##### Exercise material #####

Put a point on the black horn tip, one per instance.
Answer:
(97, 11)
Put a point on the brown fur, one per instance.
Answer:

#####

To do.
All the data is to be copied over exactly as it stands.

Answer below.
Put a point on the black horn tip, one per instance.
Answer:
(97, 11)
Put a point on the brown fur, one per instance.
Answer:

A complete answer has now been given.